§ **The task**:
Find each line in the rows below that contains the string "item", and copy those lines.

§ **Stored rows**:
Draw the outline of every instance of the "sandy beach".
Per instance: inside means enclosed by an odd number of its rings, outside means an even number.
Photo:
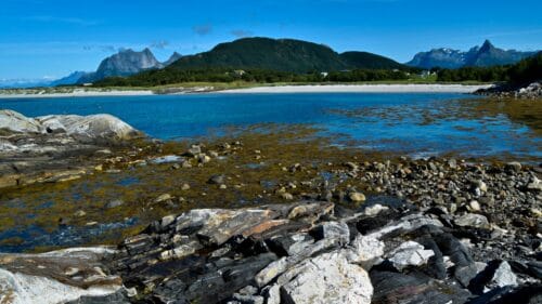
[[[82,91],[76,90],[69,93],[43,93],[43,94],[2,94],[0,98],[51,98],[51,97],[99,97],[99,96],[146,96],[153,95],[153,91]]]
[[[225,90],[219,93],[474,93],[492,84],[330,84],[278,85]]]
[[[184,93],[204,94],[251,94],[251,93],[473,93],[486,89],[491,84],[464,85],[464,84],[330,84],[330,85],[275,85],[256,87],[247,89],[233,89],[223,91],[190,90]],[[49,97],[95,97],[95,96],[147,96],[155,94],[151,90],[132,91],[83,91],[76,90],[68,93],[27,93],[2,94],[0,98],[49,98]],[[183,94],[183,93],[176,93]]]

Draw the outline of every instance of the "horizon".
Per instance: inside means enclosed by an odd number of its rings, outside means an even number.
[[[494,5],[461,0],[447,6],[446,15],[427,0],[262,0],[250,5],[163,1],[167,10],[140,9],[140,0],[4,2],[0,80],[50,80],[93,71],[121,49],[150,48],[164,62],[173,52],[191,55],[246,37],[305,40],[339,53],[364,51],[399,63],[433,49],[467,51],[486,39],[506,50],[542,49],[538,1]],[[525,11],[526,5],[531,9]]]

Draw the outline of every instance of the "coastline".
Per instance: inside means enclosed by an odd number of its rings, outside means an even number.
[[[219,91],[218,93],[474,93],[492,84],[330,84],[278,85]]]
[[[132,90],[132,91],[74,91],[69,93],[44,93],[44,94],[1,94],[0,100],[8,98],[51,98],[51,97],[114,97],[114,96],[149,96],[154,95],[151,90]]]
[[[197,90],[191,88],[185,92],[175,94],[253,94],[253,93],[474,93],[479,89],[491,88],[492,84],[299,84],[269,85],[246,89]],[[186,88],[188,89],[188,88]],[[96,97],[96,96],[149,96],[157,95],[152,90],[111,90],[83,91],[36,94],[2,94],[0,98],[50,98],[50,97]]]

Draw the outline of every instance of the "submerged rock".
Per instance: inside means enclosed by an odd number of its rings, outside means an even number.
[[[114,251],[80,248],[43,254],[0,255],[0,302],[55,304],[80,296],[106,296],[122,288],[101,262]]]

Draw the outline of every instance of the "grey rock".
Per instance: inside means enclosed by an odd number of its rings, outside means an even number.
[[[282,298],[286,303],[369,304],[373,295],[369,274],[362,267],[349,264],[337,252],[309,259],[284,276],[292,277],[282,287]]]
[[[459,216],[454,221],[460,227],[489,228],[489,221],[481,214],[467,213]]]
[[[209,177],[209,181],[207,182],[209,184],[214,184],[214,185],[223,185],[225,184],[225,175],[212,175]]]
[[[0,131],[9,133],[42,133],[43,125],[14,110],[0,110]]]
[[[116,200],[112,200],[112,201],[107,202],[107,203],[104,206],[104,208],[106,208],[106,209],[113,209],[113,208],[120,207],[120,206],[122,206],[122,204],[125,204],[125,202],[124,202],[122,200],[120,200],[120,199],[116,199]]]
[[[333,238],[338,243],[346,244],[350,242],[350,229],[344,222],[325,222],[312,229],[312,235],[317,240]]]
[[[508,262],[503,261],[495,269],[493,277],[488,283],[488,288],[503,288],[506,286],[517,286],[517,276],[512,272]]]
[[[406,241],[398,248],[386,254],[389,262],[393,264],[398,270],[402,270],[408,266],[421,266],[427,264],[429,257],[434,256],[433,250],[425,250],[424,247],[415,241]]]
[[[485,268],[486,263],[476,262],[467,266],[456,267],[454,277],[460,281],[464,288],[468,288],[470,281],[476,278]]]

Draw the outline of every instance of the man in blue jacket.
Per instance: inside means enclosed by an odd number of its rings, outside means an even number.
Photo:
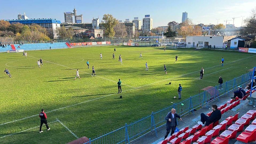
[[[171,130],[171,135],[174,133],[174,131],[177,126],[177,118],[179,118],[181,120],[182,119],[180,116],[176,113],[176,110],[174,109],[172,109],[171,111],[168,113],[164,119],[166,120],[166,133],[164,136],[165,139],[168,136]]]
[[[246,92],[242,88],[242,86],[240,85],[238,86],[238,90],[233,92],[234,93],[234,97],[231,97],[231,98],[234,99],[235,99],[236,97],[239,98],[242,98],[246,95]]]

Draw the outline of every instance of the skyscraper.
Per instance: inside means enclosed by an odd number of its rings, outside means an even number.
[[[186,11],[182,13],[182,19],[181,22],[183,22],[187,20],[188,19],[188,13]]]

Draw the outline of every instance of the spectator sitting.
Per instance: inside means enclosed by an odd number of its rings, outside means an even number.
[[[199,125],[208,126],[211,123],[214,123],[220,119],[221,118],[221,113],[220,113],[220,111],[218,109],[217,105],[212,105],[212,109],[213,111],[212,113],[212,114],[210,117],[204,113],[201,113],[201,120],[199,121],[197,123]]]
[[[239,98],[242,98],[245,96],[246,95],[246,93],[245,90],[242,88],[242,86],[240,85],[238,87],[238,90],[233,92],[234,93],[234,97],[231,98],[234,99],[235,99],[235,97],[236,97]]]

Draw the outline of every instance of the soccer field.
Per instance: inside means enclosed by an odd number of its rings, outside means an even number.
[[[164,51],[125,46],[27,52],[27,58],[21,53],[0,53],[0,143],[64,143],[76,137],[93,138],[198,94],[201,89],[218,85],[219,76],[224,82],[240,76],[255,66],[251,62],[256,60],[255,54],[236,51],[188,49]],[[143,59],[139,58],[141,53]],[[122,65],[118,62],[119,54]],[[39,68],[37,62],[40,58],[44,66]],[[148,71],[145,70],[146,62]],[[96,76],[92,77],[92,66]],[[204,74],[199,80],[202,67]],[[10,71],[11,78],[3,72],[5,68]],[[75,80],[77,69],[82,78]],[[123,91],[118,94],[119,78]],[[169,82],[171,85],[167,84]],[[179,83],[183,87],[180,100],[173,98],[178,96]],[[119,98],[121,95],[123,98]],[[40,133],[38,115],[42,108],[51,129],[46,130],[44,124],[44,131]]]

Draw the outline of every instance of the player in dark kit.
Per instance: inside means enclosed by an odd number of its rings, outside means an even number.
[[[45,124],[46,128],[47,128],[47,130],[49,130],[50,129],[51,129],[50,128],[49,128],[49,127],[48,126],[48,124],[47,124],[47,120],[46,120],[47,119],[47,116],[46,116],[46,114],[44,113],[44,110],[42,109],[41,111],[42,112],[39,114],[39,117],[41,118],[41,123],[40,124],[40,127],[39,128],[39,133],[40,133],[44,131],[42,130],[42,126],[44,123]]]
[[[176,56],[175,57],[175,62],[174,63],[177,62],[177,60],[178,60],[178,56],[176,55]]]
[[[41,58],[40,58],[39,60],[40,61],[40,64],[42,65],[42,66],[43,66],[44,65],[43,65],[43,60]]]
[[[10,73],[10,71],[7,69],[7,68],[5,68],[5,70],[3,71],[3,72],[6,74],[10,77],[10,78],[11,78],[11,74]]]

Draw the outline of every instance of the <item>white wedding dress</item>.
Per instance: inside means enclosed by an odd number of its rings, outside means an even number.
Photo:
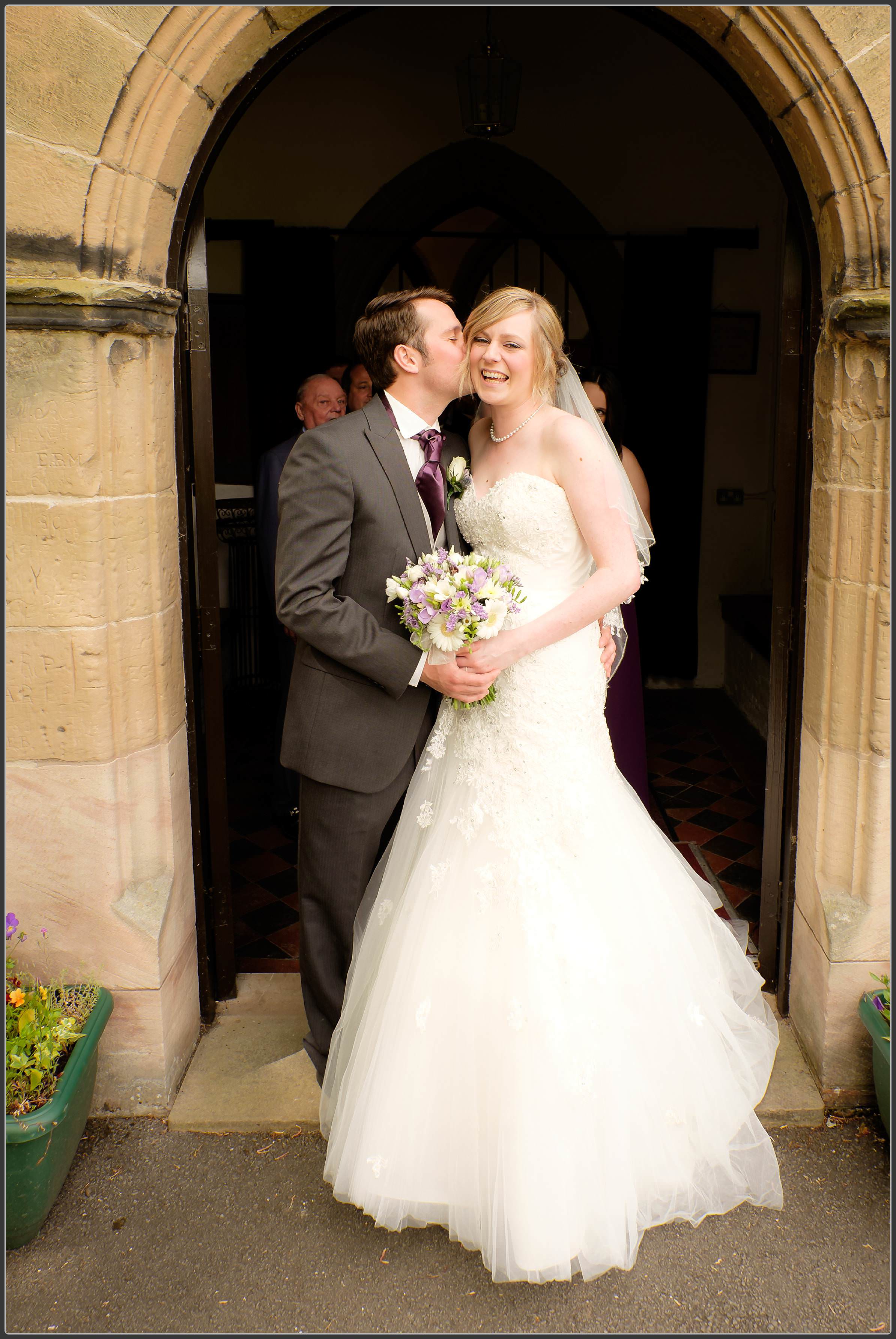
[[[520,621],[593,570],[544,478],[470,486],[455,514],[512,565]],[[655,1224],[781,1205],[762,977],[616,770],[599,637],[520,660],[490,706],[442,704],[323,1085],[336,1198],[442,1224],[497,1281],[628,1269]]]

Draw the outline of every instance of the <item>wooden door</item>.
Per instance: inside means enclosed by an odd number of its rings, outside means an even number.
[[[788,1010],[797,775],[805,637],[805,537],[809,495],[809,280],[790,214],[781,276],[781,336],[771,517],[771,664],[759,904],[759,971]]]
[[[183,493],[190,565],[190,653],[198,853],[194,850],[197,904],[205,921],[205,949],[214,999],[236,994],[236,955],[230,905],[230,849],[224,736],[224,676],[218,597],[218,537],[214,505],[214,437],[205,214],[197,202],[188,228],[181,280]]]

§ **Answer to the exercise**:
Draw the outline of every instance of the <item>white wedding dress</item>.
Draw the outline of every instance of the <item>wooden door</item>.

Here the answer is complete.